------ PROVIDED PASSAGE ------

- Citizenship: USA
- Education: Pennsylvania State University, Michigan State University
- Scientific career
- Fields: Engineering, Pharmacy
- Doctoral advisor: Michael Pishko
- Other academic advisors: Tejal A. Desai, John Tarbell
- Website: ainslielab.web.unc.edu

= Kristy M. Ainslie =

Pharmaceutical science professor

Kristy M. Ainslie is a Fred Eshelman Distinguished Professor and Director of Emerging Educational Programs in the Pharmaceutical Sciences in pharmaceutical science at University of North Carolina at Chapel Hill in the
Eshelman School of Pharmacy and former chair of the Division of Pharmacoengineering and Molecular Pharmaceutics. She is also joint in the UNC School of Medicine Department of Microbiology and Immunology and affiliated faculty in the UNC/NC State joint Biomedical Engineering department. Additionally, she is part of UNC's Biological and Biomedical Sciences Program (BBSP). She is co-founder of the company IMMvention Therapeutix.

Ainslie serves on the editorial boards of iPharma, Journal of Controlled Release, and International Journal of Pharmaceutics.

==Background==
Ainslie earned degrees in chemical engineering from Michigan State University, and the Pennsylvania State University College of Engineering. Her early research focused on mechanobiology, nanomaterials, and drug delivery. She previously held a faculty appointment at Ohio State University and currently holds positions at the University of North Carolina at Chapel Hill.

==Career==
Ainslie's research focuses on polymer-based drug delivery systems, particularly acetalated dextran, for applications in vaccines, immunotherapy, and infectious disease. Her laboratory has developed acetalated dextran variants with tunable degradation rates and release properties, as well as microparticle and nanofiber formulations for the controlled delivery of antigens, adjuvants, and other therapeutics.

------

» **EXERCISE DESCRIPTION**
Repeat the part of the Kristy M. Ainslie biography that begins at the words "Pharmaceutical science professor" and stops after the words "Journal of Pharmaceutics.", keeping every word the same.

------ MATERIAL SHOWN ------

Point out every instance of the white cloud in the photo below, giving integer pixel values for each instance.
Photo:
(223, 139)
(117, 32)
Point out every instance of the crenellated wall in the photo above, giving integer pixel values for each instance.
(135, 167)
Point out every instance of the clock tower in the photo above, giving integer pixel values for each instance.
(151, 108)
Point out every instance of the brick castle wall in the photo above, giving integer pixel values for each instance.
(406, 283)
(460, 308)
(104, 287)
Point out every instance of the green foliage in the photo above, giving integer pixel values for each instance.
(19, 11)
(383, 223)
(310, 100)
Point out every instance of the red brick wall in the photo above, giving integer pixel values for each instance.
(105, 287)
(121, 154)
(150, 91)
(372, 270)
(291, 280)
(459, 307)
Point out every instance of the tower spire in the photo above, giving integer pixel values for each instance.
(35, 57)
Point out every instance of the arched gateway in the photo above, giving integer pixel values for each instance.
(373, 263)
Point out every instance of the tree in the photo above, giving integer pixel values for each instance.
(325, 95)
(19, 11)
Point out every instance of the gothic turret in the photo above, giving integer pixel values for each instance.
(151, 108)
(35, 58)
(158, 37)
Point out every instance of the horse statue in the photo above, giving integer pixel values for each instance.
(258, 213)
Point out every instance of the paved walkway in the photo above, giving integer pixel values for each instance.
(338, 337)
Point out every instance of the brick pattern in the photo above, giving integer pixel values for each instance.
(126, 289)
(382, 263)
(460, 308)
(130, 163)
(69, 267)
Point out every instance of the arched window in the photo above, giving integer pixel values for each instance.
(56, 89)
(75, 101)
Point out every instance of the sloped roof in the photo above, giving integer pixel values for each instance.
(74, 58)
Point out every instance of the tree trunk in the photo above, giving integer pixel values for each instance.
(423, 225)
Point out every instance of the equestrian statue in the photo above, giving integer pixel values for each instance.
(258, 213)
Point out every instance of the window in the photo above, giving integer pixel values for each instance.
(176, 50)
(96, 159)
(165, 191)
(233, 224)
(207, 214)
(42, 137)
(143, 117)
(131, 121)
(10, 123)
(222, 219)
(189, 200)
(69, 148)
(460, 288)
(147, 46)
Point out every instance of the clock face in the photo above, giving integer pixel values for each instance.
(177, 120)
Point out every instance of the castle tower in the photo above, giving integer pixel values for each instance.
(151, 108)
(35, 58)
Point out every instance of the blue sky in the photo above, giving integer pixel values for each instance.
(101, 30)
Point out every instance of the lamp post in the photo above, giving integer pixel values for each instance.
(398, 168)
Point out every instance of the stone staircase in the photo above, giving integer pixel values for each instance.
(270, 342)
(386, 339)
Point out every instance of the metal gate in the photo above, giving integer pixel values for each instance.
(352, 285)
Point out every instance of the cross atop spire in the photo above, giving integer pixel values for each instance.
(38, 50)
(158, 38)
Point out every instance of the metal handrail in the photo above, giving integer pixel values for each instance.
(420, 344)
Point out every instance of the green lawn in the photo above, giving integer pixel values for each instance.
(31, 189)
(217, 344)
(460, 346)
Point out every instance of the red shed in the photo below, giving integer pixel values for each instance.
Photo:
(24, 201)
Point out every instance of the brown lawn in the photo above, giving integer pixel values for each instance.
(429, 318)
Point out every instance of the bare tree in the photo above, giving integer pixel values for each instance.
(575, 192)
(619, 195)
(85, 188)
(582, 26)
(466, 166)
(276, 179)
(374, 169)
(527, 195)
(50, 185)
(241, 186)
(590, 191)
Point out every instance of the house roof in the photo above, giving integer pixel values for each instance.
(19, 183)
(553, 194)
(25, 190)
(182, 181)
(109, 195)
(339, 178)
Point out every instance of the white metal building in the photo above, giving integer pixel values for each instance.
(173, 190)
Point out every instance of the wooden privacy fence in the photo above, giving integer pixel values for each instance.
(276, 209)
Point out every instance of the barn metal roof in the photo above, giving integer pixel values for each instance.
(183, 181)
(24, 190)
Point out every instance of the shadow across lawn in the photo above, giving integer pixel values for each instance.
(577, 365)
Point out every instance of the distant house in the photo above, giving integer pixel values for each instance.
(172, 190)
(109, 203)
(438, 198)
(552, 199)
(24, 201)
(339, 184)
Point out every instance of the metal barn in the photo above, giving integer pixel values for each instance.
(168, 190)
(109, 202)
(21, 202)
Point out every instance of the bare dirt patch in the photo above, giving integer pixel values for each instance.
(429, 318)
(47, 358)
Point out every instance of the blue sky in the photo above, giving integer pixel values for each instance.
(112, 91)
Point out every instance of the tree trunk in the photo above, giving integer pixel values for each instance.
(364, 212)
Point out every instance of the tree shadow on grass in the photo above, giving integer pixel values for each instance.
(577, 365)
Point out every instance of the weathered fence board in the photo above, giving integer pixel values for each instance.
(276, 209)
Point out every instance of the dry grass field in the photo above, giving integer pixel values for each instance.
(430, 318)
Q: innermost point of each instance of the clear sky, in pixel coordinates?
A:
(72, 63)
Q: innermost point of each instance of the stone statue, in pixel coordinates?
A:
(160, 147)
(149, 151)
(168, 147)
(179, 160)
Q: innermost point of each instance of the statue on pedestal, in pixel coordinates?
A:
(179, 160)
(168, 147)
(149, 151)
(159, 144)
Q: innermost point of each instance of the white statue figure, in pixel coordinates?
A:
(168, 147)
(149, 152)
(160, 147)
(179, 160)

------

» **SOLUTION TO THIS EXERCISE**
Pharmaceutical science professor

Kristy M. Ainslie is a Fred Eshelman Distinguished Professor and Director of Emerging Educational Programs in the Pharmaceutical Sciences in pharmaceutical science at University of North Carolina at Chapel Hill in the
Eshelman School of Pharmacy and former chair of the Division of Pharmacoengineering and Molecular Pharmaceutics. She is also joint in the UNC School of Medicine Department of Microbiology and Immunology and affiliated faculty in the UNC/NC State joint Biomedical Engineering department. Additionally, she is part of UNC's Biological and Biomedical Sciences Program (BBSP). She is co-founder of the company IMMvention Therapeutix.

Ainslie serves on the editorial boards of iPharma, Journal of Controlled Release, and International Journal of Pharmaceutics.